• _DESCRIPTION OF THE TASK_: All of the data below needs to be set down again, exactly as shown.

____ TASK INPUT

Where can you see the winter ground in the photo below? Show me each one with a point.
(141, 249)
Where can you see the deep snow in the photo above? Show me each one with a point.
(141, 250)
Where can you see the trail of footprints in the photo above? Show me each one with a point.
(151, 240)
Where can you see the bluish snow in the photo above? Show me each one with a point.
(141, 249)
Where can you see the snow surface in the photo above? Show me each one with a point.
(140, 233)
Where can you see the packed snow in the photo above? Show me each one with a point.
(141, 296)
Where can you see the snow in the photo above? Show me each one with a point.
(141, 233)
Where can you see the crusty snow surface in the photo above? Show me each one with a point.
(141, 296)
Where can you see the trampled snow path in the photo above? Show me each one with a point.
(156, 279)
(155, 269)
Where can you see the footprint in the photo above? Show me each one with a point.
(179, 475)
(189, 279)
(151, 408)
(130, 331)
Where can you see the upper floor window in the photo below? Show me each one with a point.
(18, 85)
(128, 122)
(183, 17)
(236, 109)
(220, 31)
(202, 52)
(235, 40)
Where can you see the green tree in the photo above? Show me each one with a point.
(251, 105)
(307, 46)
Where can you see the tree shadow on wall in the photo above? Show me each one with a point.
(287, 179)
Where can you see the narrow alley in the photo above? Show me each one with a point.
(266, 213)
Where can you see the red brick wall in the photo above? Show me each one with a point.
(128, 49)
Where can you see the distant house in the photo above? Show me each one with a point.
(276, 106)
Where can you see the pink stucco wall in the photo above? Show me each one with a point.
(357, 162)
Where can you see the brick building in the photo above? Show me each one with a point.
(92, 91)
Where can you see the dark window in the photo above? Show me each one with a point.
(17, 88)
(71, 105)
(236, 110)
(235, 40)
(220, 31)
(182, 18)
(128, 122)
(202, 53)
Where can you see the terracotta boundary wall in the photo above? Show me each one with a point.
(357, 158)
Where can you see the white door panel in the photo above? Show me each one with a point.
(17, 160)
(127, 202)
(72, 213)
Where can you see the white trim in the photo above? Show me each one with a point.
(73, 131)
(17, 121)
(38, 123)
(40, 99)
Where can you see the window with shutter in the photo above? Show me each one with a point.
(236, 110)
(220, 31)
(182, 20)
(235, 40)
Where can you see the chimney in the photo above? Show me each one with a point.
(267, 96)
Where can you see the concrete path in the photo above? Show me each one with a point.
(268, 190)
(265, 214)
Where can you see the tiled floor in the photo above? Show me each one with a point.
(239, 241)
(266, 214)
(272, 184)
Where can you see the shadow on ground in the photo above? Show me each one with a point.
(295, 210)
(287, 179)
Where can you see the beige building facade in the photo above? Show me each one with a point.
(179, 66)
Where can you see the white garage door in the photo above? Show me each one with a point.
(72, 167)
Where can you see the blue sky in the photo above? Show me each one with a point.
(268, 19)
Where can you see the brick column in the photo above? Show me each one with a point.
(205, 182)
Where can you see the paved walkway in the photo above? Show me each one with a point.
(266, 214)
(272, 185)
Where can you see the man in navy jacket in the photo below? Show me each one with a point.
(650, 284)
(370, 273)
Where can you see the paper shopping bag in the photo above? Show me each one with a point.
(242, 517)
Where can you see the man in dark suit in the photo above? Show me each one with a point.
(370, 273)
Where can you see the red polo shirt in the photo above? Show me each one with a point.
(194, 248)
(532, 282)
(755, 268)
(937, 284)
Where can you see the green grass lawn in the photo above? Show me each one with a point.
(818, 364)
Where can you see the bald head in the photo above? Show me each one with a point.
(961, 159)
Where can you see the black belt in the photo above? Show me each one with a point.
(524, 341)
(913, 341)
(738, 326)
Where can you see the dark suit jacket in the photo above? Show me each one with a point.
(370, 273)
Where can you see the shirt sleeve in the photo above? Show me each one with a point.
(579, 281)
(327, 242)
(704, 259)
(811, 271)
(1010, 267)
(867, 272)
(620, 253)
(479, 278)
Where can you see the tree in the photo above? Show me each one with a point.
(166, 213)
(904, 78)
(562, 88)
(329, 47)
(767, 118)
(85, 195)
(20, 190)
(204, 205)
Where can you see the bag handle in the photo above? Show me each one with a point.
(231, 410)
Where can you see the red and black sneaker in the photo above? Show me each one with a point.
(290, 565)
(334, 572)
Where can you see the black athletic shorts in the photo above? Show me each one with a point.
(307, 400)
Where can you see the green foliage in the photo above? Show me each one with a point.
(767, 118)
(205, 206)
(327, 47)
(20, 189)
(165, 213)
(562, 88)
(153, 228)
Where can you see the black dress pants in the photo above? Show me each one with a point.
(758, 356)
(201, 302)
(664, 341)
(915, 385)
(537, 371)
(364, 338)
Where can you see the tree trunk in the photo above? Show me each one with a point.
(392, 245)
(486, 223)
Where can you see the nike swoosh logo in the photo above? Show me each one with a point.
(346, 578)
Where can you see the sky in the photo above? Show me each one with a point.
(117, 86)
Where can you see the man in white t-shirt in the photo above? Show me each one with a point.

________

• _EXPECTED OUTPUT_:
Where can you see the winter ground in the photo below? Show me each one with a point.
(141, 249)
Where can you see the deep snow in the photo above? Show me each one with a point.
(141, 250)
Where can you see the trail of footprints in the photo above? Show me each one with a point.
(151, 240)
Where can you see the bluish snow in the photo above? Show me each one with a point.
(141, 249)
Where can you see the snow surface in the photo above? Show me each one with a point.
(140, 233)
Where can you see the packed snow in the photo above? Show me each one with a point.
(141, 296)
Where can you see the snow in the photo above? Show me each one with a point.
(141, 233)
Where can you see the crusty snow surface in the photo above? Show me each one with a point.
(141, 296)
Where can you see the trampled snow path in the photo above? Show me each one with a point.
(156, 279)
(155, 269)
Where can you see the footprint in the photo above? Show me each one with a point.
(179, 475)
(189, 279)
(151, 408)
(130, 331)
Where can you see the upper floor window in the photo below? Show me each one with a point.
(18, 85)
(128, 122)
(183, 17)
(236, 109)
(220, 31)
(202, 52)
(235, 40)
Where can you see the green tree in the photo above? Show me each one with a point.
(251, 105)
(307, 46)
Where can you see the tree shadow on wall in the photo above? Show me each one with a point.
(287, 179)
Where can you see the narrow alley in the photo above? Show me each one with a point.
(266, 213)
Where can you see the red brick wall in the photo above? Show me each one with a point.
(128, 49)
Where can you see the distant house in the photo above? Show me each one with a point.
(276, 106)
Where can you see the pink stucco wall in the photo above? Show me each one with a point.
(357, 162)
Where can you see the brick building in the photo above? Show me each one with a point.
(92, 91)
Where can you see the dark window in the photo above? Show me each one with a point.
(17, 88)
(71, 105)
(236, 110)
(235, 40)
(220, 31)
(182, 18)
(128, 122)
(202, 53)
Where can you see the terracotta boundary wall in the photo above? Show me each one with a point.
(357, 158)
Where can you see the white door panel in the photo above? Show me each one with a point.
(17, 160)
(127, 202)
(72, 213)
Where can you see the white trim in the photo above? Show me each one with a point.
(73, 131)
(17, 121)
(38, 123)
(40, 99)
Where can you see the window with shutter in the photo above? Show me each one with a point.
(236, 110)
(220, 31)
(182, 20)
(235, 40)
Where can you see the chimney in the photo above? Show me each one with a point.
(267, 96)
Where can you see the concrete path in the photo above? Show me each one with a point.
(268, 190)
(265, 214)
Where can you see the tiled floor in the photo above? Show me each one with a point.
(239, 241)
(266, 214)
(272, 184)
Where can you see the shadow on ground in the photo above? Show me each one with a point.
(295, 210)
(287, 179)
Where can you see the beige building facade in the photo above? Show me each one with a point.
(179, 66)
Where can you see the white garage door in the photo above? Show me each one with a point.
(72, 167)
Where can you see the blue sky in the photo above? Show me each one with a point.
(268, 19)
Where can you see the brick column in the photo above? Show me each one with a point.
(205, 182)
Where can you see the paved walkway in the photo above? Show me each one with a point.
(266, 214)
(272, 185)
Where can you see the man in navy jacket in the photo below? Show me each one with a point.
(650, 284)
(370, 273)
Where can you see the paper shopping bag in the photo above? Show me each one with a point.
(242, 517)
Where can you see the man in dark suit in the photo above? Show me each one with a point.
(370, 273)
Where can you see the red polo shirt in the photo above? Show me each one with a point.
(194, 248)
(532, 282)
(755, 268)
(937, 284)
Where can you see the green grass lawn in the photo above? Show me each one with a point.
(818, 364)
Where can you see the bald head in the photo above? Show me each one with a point.
(961, 159)
Where can you see the black belt in the photo above? Show me each one with a point.
(524, 341)
(913, 341)
(738, 326)
Where can you see the dark suit jacket in the photo above? Show me each one with a point.
(370, 273)
Where can you see the shirt sleeve in the photo above? Show me each one with a point.
(579, 281)
(327, 242)
(704, 259)
(811, 271)
(1010, 267)
(867, 272)
(620, 253)
(479, 278)
Where can you see the tree in the photo above? Show me each one with a point.
(166, 213)
(904, 78)
(562, 88)
(329, 47)
(767, 118)
(85, 195)
(20, 190)
(204, 205)
Where can you see the bag handle in the photo above? Show me each one with a point.
(231, 410)
Where can you see the red and black sneaker in the photo above? Show me each one with a point.
(290, 565)
(334, 572)
Where can you see the black athletic shorts in the photo above? Show me each one with a point.
(307, 400)
Where can you see the green foliage in the photo above? Show me each one with a point.
(767, 118)
(205, 206)
(327, 47)
(20, 189)
(165, 213)
(562, 88)
(153, 228)
Where can you see the black dress pants in the photo above? Show me each one with a point.
(758, 356)
(201, 302)
(664, 341)
(915, 385)
(537, 371)
(364, 338)
Where can you see the tree trunk in the photo above? Show me each one with a point.
(392, 245)
(486, 223)
Where can you see the nike swoosh logo in the photo above? Show me each one with a point.
(346, 578)
Where can you see the sky in the photo above? Show me each one with a point.
(117, 86)
Where can you see the man in white t-shirt in the photo above? Show me each one with a point.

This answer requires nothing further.